Shavuot pic_webbanner

Shavuot

Commemorating both when the first fruits were harvested and brought to the Temple, and the receiving of the Torah at Mount Sinai, Shavuot is a time we are encouraged to give and reflect on the gift of Torah and the gifts that the earth provides.  Shavuot is also an exciting holiday for vegetarians, since it is a tradition to eat at least one dairy meal on Shavuot. This makes Shavuot an excellent opportunity to educate about the benefits of limiting meat consumption, and consuming sustainable and ethical fruit and dairy.

Enjoy the educational resources below,  and join the Shavuot retreat at Isabella Freedman.  

We’re Up All Night to Learn Torah Tikkun Leil Shavuot – studying and learning Torah until the wee hours of the morning – is a Shavuot tradition, stemming from our ancestors’ mistake of sleeping in the morning we were to receive the Torah.  This year, make sustainability a part of conversation during your learning session.  Look through Food for Thought, Hazon’s sourcebook on Jews, Food, and Contemporary Life, for sources to use at your Tikkun or Shavuot table.

Reconnect with the Land – What can Shavuot teach us about the connections between Jewish tradition and agriculture? This text presents one farmer’s take on seeing Jewish rituals as they connect to the cycles of planting, harvest, and eating, which is useful to think about when considering the connection between Shavuot and Farming.  Also, check out the Religious Action Center’s Shavuot program for Reconnecting to the Land and Produce. The entire family will enjoy these interactive programs.

**REQUIRED TASK A**.
Answer these questions from the Shavuot page:
(i) What meal tradition does the page give for Shavuot?
(ii) According to the page, what does the Tikkun Leil Shavuot tradition stem from?
(iii) How does the page describe Food for Thought?
**REQUIRED TASK B**.
Rewrite the Shavuot page from "Reconnect with the" to "these interactive programs.", substituting "hands-on activities" for "interactive programs".
**REQUIRED TASK C**.
Resume the Shavuot page from where it stops.
The listing has no connection to the Shavuot page.

Entries from a dataset:

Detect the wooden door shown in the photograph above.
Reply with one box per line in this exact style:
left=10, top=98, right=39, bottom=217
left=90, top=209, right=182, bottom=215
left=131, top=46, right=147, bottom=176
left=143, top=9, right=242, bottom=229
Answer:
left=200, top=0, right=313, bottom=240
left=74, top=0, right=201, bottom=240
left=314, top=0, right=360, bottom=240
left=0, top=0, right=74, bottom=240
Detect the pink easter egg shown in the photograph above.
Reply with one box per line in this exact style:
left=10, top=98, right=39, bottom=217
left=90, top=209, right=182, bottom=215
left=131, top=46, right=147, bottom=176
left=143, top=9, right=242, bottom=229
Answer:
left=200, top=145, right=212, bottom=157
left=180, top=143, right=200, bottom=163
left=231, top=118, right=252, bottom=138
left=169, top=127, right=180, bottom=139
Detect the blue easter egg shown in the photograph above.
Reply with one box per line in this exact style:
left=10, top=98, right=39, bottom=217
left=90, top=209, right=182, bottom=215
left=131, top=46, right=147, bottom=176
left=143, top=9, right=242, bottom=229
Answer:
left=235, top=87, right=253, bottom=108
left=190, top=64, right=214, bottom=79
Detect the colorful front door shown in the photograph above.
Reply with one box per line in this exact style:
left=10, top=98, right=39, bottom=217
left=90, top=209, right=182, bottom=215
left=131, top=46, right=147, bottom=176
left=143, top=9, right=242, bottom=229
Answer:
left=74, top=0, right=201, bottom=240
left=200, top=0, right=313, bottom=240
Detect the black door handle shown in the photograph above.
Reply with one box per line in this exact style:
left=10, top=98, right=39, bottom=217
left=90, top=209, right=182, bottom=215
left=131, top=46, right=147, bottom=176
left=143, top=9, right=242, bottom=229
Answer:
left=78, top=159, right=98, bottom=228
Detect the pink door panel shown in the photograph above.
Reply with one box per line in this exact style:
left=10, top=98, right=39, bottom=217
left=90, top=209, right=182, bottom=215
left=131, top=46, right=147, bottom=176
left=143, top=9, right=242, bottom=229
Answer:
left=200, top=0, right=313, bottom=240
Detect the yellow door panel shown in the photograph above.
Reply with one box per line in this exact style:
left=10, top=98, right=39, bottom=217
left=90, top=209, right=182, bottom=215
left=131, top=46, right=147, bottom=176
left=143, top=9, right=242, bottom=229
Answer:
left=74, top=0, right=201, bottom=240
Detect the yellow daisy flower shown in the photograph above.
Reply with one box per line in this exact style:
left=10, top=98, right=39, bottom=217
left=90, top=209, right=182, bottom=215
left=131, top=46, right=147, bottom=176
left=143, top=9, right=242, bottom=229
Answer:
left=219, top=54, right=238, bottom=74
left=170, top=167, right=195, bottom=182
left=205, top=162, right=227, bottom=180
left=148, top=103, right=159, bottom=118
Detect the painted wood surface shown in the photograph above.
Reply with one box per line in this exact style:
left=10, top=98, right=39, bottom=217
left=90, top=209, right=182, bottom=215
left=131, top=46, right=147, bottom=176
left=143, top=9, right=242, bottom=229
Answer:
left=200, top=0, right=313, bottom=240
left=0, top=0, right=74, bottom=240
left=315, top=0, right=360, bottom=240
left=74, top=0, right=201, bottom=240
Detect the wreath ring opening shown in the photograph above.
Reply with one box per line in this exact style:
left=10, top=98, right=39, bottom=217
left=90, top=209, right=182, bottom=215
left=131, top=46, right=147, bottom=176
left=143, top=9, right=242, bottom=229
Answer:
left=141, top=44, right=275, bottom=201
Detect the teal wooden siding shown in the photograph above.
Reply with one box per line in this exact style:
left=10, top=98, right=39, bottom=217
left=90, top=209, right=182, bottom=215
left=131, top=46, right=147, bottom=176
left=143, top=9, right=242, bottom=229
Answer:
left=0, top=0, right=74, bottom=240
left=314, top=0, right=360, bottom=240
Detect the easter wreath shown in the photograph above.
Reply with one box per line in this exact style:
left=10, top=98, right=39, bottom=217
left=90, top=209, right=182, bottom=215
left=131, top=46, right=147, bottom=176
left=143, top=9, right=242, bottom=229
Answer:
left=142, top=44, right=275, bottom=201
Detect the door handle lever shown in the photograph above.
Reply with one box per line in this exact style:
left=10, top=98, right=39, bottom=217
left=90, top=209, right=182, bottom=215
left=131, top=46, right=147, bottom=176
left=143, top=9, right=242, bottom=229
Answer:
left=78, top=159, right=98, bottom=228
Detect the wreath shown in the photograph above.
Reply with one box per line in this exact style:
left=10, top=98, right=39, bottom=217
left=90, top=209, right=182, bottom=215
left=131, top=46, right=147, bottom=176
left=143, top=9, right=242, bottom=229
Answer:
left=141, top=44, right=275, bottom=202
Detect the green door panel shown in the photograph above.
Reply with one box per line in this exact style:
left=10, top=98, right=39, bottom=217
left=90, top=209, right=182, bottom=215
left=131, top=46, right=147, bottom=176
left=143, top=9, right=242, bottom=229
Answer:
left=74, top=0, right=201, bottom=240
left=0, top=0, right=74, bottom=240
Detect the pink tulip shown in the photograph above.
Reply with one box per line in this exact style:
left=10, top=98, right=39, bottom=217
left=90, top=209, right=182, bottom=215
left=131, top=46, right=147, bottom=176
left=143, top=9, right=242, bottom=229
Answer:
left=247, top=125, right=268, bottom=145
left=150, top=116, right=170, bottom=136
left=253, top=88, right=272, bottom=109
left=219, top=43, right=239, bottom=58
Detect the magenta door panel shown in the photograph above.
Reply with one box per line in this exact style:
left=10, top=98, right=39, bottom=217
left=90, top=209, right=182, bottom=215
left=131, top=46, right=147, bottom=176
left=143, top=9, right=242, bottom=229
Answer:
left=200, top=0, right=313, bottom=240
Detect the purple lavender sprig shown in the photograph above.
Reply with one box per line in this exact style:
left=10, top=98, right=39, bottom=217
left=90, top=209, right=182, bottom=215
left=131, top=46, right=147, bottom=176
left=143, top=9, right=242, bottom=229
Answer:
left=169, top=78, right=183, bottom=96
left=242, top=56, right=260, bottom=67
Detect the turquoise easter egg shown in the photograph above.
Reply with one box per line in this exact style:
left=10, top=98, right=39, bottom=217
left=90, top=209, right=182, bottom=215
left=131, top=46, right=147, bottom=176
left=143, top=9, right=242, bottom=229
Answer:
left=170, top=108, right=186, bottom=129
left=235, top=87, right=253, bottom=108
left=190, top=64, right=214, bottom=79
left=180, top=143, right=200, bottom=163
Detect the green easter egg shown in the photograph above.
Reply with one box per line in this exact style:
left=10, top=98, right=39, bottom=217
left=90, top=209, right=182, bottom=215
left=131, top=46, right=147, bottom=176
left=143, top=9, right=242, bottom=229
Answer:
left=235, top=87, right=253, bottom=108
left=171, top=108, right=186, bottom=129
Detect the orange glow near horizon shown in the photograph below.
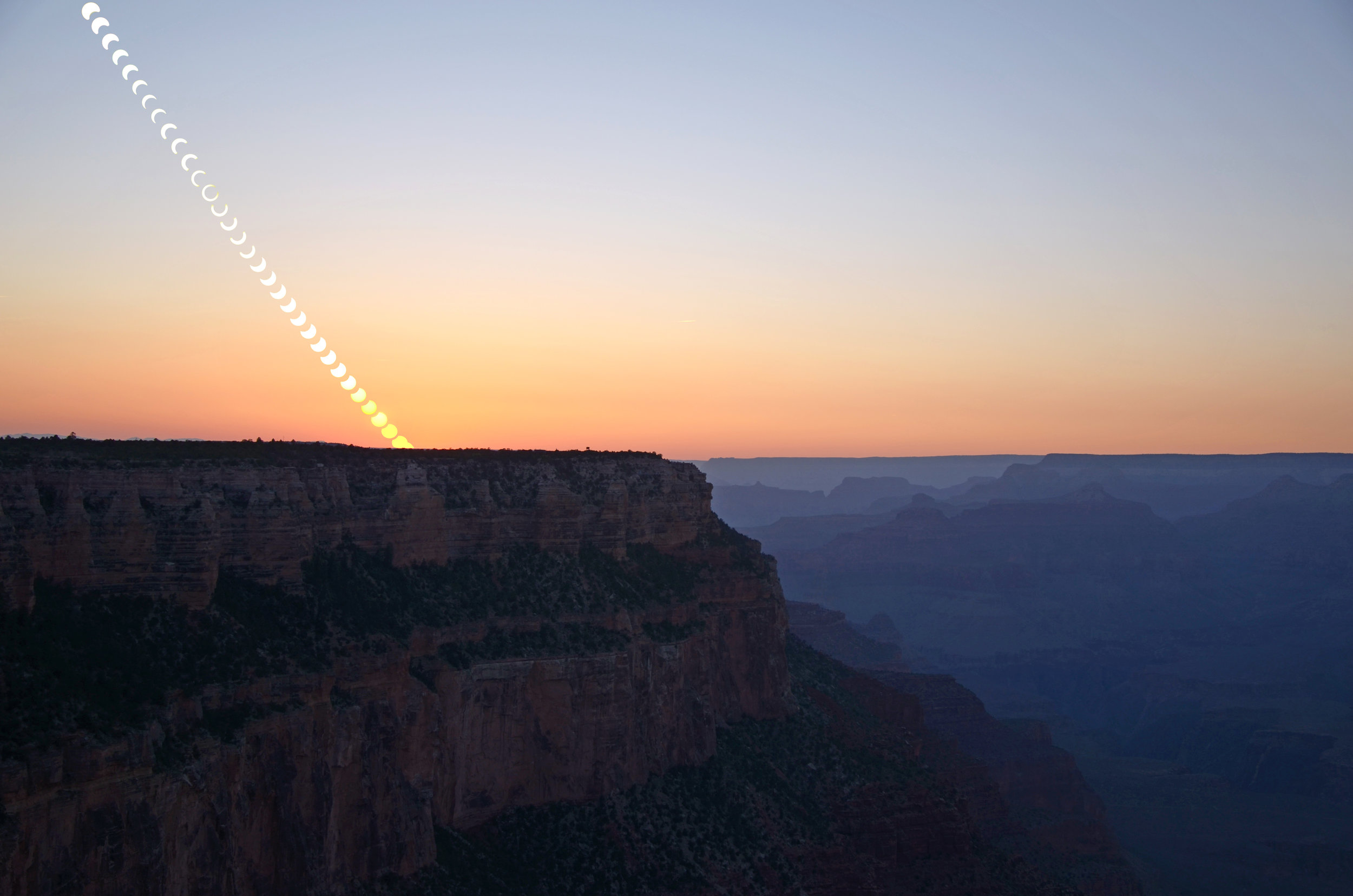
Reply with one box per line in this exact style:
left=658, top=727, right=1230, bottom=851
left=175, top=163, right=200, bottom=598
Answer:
left=0, top=0, right=1353, bottom=459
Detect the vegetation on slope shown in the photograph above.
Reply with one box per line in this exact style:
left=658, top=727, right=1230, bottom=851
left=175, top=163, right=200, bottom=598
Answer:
left=371, top=636, right=1069, bottom=896
left=0, top=543, right=698, bottom=755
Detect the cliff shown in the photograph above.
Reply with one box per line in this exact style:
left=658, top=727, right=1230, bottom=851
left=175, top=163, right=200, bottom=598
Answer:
left=787, top=601, right=1141, bottom=896
left=0, top=440, right=792, bottom=896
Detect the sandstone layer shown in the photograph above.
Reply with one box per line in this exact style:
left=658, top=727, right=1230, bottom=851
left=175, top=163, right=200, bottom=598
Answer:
left=0, top=443, right=792, bottom=896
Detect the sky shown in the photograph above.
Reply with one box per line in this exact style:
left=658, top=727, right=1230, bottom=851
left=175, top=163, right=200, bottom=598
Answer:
left=0, top=0, right=1353, bottom=458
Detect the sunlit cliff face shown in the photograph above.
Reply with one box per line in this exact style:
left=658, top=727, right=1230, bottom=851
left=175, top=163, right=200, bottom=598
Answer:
left=0, top=3, right=1353, bottom=458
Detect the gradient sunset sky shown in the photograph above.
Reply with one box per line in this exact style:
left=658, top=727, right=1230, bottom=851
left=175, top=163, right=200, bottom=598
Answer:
left=0, top=0, right=1353, bottom=458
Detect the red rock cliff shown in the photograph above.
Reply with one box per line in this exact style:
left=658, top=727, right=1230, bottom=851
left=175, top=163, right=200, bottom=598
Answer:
left=0, top=443, right=789, bottom=896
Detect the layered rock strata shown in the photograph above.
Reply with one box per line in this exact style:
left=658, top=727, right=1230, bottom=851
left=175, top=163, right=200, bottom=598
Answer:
left=0, top=443, right=792, bottom=896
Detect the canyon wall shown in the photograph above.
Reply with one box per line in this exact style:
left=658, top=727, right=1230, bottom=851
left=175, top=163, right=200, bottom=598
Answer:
left=0, top=440, right=790, bottom=896
left=0, top=440, right=713, bottom=608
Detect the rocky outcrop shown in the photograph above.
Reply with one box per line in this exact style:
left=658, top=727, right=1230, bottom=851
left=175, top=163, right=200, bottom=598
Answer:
left=0, top=441, right=792, bottom=896
left=787, top=601, right=1141, bottom=896
left=0, top=438, right=711, bottom=608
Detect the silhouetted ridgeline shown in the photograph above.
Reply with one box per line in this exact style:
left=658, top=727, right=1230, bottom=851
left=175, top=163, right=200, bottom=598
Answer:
left=752, top=455, right=1353, bottom=896
left=0, top=440, right=1120, bottom=896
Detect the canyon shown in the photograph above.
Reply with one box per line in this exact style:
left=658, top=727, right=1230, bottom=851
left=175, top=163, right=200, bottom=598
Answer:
left=0, top=438, right=1137, bottom=896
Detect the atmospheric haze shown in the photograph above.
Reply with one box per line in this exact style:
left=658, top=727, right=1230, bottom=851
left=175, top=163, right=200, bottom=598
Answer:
left=0, top=2, right=1353, bottom=458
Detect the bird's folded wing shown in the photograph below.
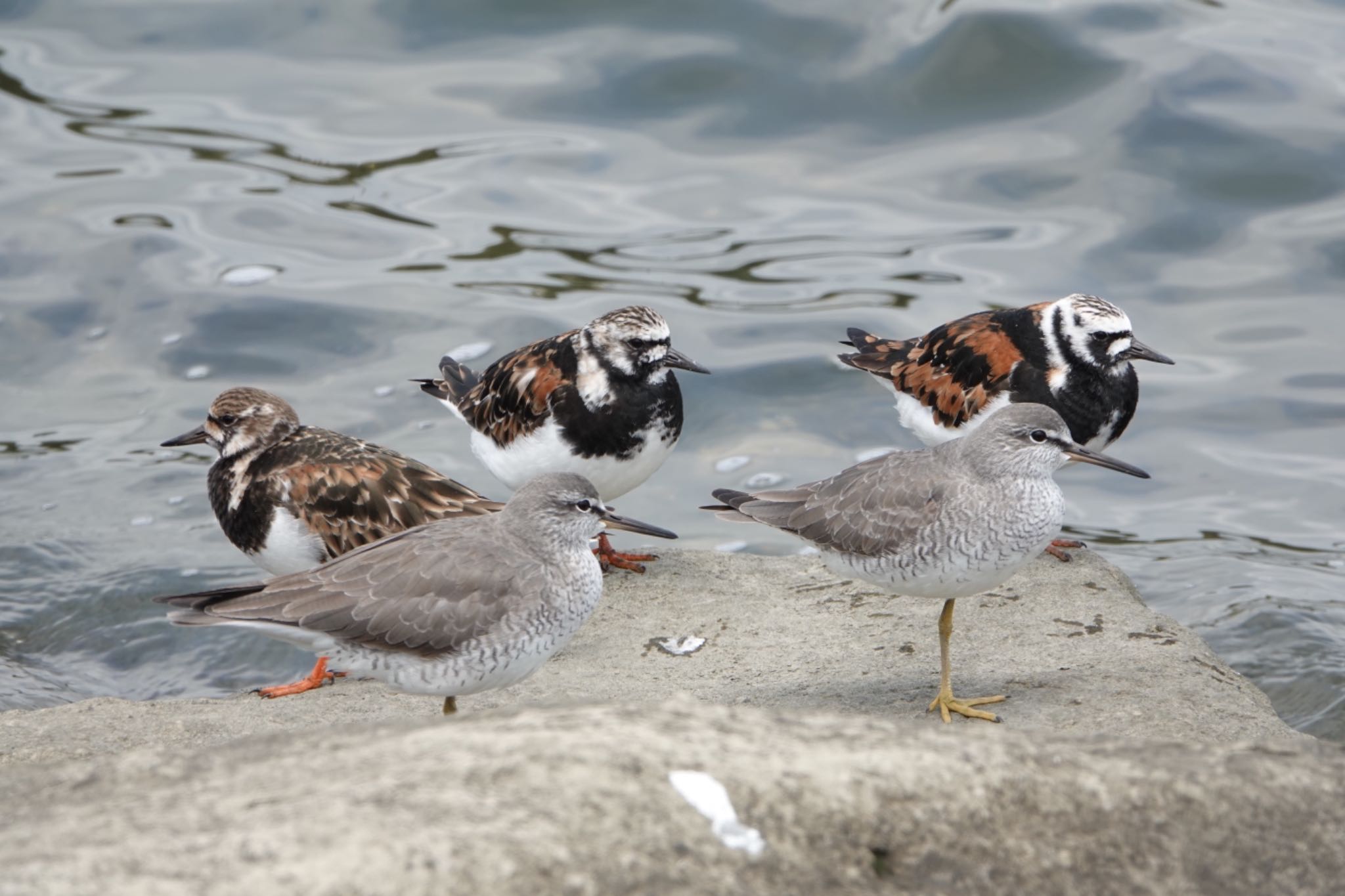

**EXERCISE RESPONSE A**.
(i) The tradition is to eat at least one dairy meal on Shavuot.
(ii) It stems from our ancestors' mistake of sleeping in on the morning they were to receive the Torah.
(iii) It is Hazon's sourcebook on Jews, Food, and Contemporary Life.

**EXERCISE RESPONSE B**.
Reconnect with the Land – What can Shavuot teach us about the connections between Jewish tradition and agriculture? This text presents one farmer’s take on seeing Jewish rituals as they connect to the cycles of planting, harvest, and eating, which is useful to think about when considering the connection between Shavuot and Farming.  Also, check out the Religious Action Center’s Shavuot program for Reconnecting to the Land and Produce. The entire family will enjoy these hands-on activities.

**EXERCISE RESPONSE C**.
Learn about sustainable dairy – Shavuot is replete with dairy foods, from cheesecake to blintzes to burekas. While this is great for Jewish vegetarians, the dairy industry isn’t always ethical or sustainable.  Use this Shavuot as an opportunity to educate yourself and others about making better dairy choices for your health, animal welfare, and the environment.  Our friends at Adamah have built a thriving dairy operation based on Jewish and sustainable food values. Check out these articles and podcasts on their amazing work and see what sustainable dairy operations look like:

Shavuot Recipes

Strawberry Salad with Goat Cheese Croutons

  • 2 cups of strawberries cut in half, stemmed
  • 4 ounces of goat cheese
  • 1/3 cup of bread crumbs (use Panko, if available)
  • 2 T. fresh flat leaf parsley-chopped finely
  • 1 T. fresh thyme-chopped finely
  • Flour for dipping the cheese
  • 1 egg-beaten
  • 4 cups baby greens such as Mesclun variety
  • 1 red onion, sliced very thinly
  • 1/4 cup sliced almonds (optional)
  • Salt and pepper

Cut the goat cheese into coin shapes (about 1 ounce each coin). Place the coins in the freezer for about 30 minutes until firm and easy to handle.

Mix the herbs and the breadcrumbs together on a small plate. Salt and pepper as needed. Place the flour on a small plate.

Place a medium saute pan over medium heat. Lightly coat the bottom of the pan with olive oil.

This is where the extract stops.